● **Input rows**
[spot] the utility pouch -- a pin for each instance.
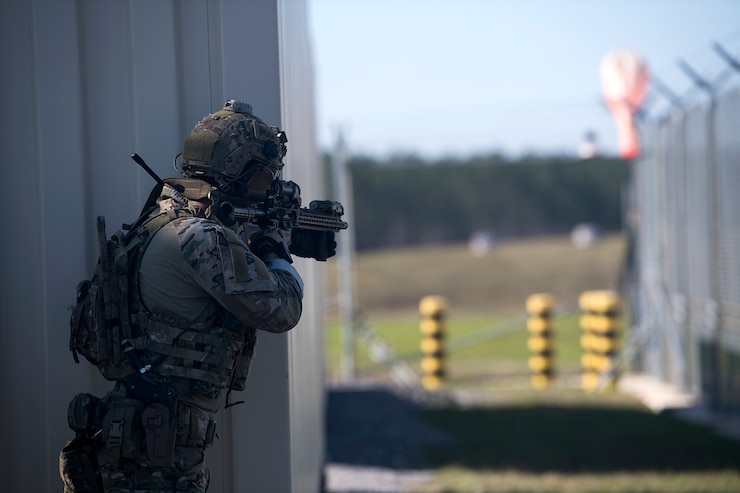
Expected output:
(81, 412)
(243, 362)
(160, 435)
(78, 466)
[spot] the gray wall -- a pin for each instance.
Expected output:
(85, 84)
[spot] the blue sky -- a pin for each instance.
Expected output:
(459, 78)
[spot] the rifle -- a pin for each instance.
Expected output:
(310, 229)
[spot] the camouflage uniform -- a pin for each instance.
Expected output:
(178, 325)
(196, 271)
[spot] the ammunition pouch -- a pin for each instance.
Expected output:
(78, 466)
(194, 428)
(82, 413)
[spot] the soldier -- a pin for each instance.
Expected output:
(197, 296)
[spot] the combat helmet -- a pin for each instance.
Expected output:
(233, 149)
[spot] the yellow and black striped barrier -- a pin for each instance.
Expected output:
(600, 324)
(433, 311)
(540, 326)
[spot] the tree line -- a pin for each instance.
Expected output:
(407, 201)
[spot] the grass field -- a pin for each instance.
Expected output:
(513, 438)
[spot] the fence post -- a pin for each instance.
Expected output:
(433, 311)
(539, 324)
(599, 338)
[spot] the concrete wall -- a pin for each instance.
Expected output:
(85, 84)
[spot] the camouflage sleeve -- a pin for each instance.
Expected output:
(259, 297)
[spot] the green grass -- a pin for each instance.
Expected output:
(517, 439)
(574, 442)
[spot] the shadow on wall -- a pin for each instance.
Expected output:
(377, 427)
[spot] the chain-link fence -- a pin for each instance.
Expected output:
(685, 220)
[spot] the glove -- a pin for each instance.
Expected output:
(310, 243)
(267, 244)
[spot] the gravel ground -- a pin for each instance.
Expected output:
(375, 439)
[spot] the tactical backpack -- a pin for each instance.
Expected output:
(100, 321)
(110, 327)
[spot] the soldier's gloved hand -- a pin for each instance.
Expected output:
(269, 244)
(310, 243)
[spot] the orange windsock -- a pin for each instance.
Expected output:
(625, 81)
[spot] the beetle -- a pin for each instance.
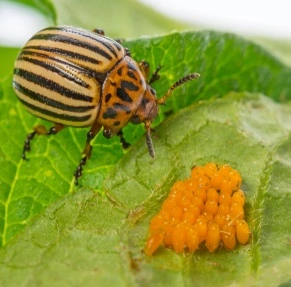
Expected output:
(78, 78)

● **Task prompt**
Extract every line of the listing above verbatim, omitting the pictures.

● **Result for this task**
[spot] the utility pouch -- a pin for each instance.
Expected output:
(81, 412)
(243, 362)
(160, 435)
(78, 466)
[spot] the gray wall -- a pin for each instance.
Expected output:
(85, 84)
[spot] the blue sky -- a pin for each instance.
Expected output:
(459, 78)
[spot] the rifle -- a pin for each instance.
Expected output:
(310, 229)
[spot] the camouflage uniform -- a pin for each instance.
Expected output:
(178, 325)
(196, 271)
[spot] the ammunition pouch -- a pin for each instance.
Expected output:
(78, 466)
(194, 428)
(82, 413)
[spot] the soldier -- a pin for each instance.
Expected output:
(197, 296)
[spot] the combat helmet -- a pin for each instance.
Expected output:
(233, 149)
[spot] the yellow and black striped barrier -- a pin for each instance.
Expected output:
(600, 324)
(433, 311)
(540, 326)
[spot] the tree line -- a pin for each instance.
Expected output:
(407, 201)
[spot] the grass field -- a pin for each instance.
Expected output:
(513, 438)
[spot] the fence post -- a pin for each instance.
Expected output:
(433, 311)
(539, 324)
(599, 338)
[spot] the concrete wall -- a pin for each instance.
Expected output:
(85, 84)
[spot] the camouflage sleeve -- a pin for each instance.
Expected output:
(259, 297)
[spot] the green grass -- a pin for each instance.
Expected output:
(517, 439)
(574, 442)
[spot] the shadow on wall -- a pin for each instance.
Expected output:
(377, 427)
[spot] the chain-link fence -- a pin for each instance.
Expected output:
(685, 220)
[spot] the glove -- a pin for each instance.
Expected output:
(310, 243)
(267, 244)
[spot] the gravel ground -- a pin for each instance.
Expected output:
(375, 439)
[spot] the tactical backpack -- a pin for each instance.
Expected output:
(100, 321)
(110, 327)
[spot] the soldier's gloved hand -- a pin for each instance.
Expected output:
(269, 244)
(310, 243)
[spot] the orange windsock -- a pin for each instance.
Expected output:
(625, 81)
[spot] the beetle -- a pin for each instance.
Expected output:
(78, 78)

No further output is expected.